TASK TO CARRY OUT
Which of the lines in the records below hold the string "signboard"? Copy every one of them.

Data records:
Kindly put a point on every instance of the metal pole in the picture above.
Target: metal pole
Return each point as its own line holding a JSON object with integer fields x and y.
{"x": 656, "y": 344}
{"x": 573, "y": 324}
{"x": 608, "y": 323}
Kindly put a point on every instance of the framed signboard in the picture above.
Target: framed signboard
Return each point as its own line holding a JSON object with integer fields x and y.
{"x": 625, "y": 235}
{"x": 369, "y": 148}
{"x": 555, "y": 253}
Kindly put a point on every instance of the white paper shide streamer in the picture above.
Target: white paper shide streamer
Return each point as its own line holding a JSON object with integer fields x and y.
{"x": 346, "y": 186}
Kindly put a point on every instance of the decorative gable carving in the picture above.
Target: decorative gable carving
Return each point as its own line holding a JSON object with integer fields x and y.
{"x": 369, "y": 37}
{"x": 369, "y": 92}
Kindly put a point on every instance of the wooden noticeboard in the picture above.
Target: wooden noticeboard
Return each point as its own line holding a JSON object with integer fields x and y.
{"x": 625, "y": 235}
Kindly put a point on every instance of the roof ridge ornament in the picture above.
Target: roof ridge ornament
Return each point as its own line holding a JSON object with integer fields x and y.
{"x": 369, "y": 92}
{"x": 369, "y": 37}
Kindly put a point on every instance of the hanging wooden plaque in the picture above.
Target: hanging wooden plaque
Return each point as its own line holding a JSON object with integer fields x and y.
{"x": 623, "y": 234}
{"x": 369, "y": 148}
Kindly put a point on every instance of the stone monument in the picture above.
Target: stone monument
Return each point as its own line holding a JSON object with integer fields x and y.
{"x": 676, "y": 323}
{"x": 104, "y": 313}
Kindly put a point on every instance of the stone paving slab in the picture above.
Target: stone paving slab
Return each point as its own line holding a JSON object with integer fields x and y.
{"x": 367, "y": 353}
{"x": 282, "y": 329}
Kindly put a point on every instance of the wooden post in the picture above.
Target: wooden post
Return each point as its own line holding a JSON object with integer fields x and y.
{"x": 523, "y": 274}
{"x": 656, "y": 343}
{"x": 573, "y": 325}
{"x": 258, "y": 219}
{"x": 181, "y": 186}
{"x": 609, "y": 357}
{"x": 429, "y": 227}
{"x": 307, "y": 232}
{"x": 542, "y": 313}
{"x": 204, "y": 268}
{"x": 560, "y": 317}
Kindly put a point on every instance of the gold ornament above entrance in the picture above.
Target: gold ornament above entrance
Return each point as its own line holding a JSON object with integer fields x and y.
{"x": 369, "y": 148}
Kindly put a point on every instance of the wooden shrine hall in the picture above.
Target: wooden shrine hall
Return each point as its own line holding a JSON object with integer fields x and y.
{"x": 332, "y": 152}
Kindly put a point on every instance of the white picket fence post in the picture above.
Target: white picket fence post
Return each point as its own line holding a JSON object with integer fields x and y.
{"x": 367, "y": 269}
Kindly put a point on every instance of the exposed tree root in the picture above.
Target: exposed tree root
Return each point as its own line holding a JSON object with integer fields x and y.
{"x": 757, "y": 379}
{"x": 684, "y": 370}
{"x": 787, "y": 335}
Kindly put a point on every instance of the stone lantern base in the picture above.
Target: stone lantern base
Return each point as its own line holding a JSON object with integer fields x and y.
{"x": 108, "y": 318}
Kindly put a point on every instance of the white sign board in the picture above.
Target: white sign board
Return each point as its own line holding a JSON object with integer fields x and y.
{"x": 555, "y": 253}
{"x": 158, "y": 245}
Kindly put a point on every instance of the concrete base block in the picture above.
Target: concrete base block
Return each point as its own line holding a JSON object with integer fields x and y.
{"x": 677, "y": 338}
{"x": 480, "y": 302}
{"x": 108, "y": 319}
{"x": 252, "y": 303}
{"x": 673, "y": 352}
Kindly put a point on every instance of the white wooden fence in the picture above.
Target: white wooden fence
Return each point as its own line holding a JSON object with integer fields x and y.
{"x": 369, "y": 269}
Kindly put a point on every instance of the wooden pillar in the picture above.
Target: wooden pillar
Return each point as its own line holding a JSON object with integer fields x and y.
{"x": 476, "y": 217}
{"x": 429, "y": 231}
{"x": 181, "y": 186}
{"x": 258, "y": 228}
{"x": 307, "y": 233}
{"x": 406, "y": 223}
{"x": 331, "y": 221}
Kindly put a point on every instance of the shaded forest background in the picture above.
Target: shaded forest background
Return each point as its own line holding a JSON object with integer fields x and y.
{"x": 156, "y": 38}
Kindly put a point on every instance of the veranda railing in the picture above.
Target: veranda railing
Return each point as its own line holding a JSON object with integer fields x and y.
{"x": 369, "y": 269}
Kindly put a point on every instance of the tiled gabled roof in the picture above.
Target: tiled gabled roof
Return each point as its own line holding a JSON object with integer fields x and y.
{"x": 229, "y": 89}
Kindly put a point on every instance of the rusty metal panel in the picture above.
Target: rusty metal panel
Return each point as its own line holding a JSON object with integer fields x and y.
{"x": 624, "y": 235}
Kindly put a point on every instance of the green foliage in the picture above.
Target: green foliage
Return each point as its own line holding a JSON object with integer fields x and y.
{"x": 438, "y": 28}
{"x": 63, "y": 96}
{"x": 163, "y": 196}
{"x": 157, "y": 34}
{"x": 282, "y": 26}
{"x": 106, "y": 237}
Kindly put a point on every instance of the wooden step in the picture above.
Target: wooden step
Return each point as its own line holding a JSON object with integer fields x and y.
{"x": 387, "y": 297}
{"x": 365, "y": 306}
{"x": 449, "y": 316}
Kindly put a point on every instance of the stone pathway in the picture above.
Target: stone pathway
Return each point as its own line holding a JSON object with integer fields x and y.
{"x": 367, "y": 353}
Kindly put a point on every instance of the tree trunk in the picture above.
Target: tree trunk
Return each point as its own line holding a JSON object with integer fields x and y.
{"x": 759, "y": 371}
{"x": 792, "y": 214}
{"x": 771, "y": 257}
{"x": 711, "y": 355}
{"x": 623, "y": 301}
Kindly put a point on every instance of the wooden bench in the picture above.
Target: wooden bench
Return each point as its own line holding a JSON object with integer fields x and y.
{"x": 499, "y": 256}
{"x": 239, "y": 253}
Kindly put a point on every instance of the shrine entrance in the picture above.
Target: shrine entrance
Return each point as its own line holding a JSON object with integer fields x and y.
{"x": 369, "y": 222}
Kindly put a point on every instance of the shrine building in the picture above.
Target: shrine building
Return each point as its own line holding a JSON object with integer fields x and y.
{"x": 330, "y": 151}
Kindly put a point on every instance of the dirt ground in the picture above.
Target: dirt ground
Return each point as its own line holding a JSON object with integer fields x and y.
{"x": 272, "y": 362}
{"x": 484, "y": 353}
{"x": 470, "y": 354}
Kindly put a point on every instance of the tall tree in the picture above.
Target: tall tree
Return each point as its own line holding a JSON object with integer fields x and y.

ANSWER SPACE
Kindly put a point on every instance of the framed signboard in the picture above.
Target: framed signboard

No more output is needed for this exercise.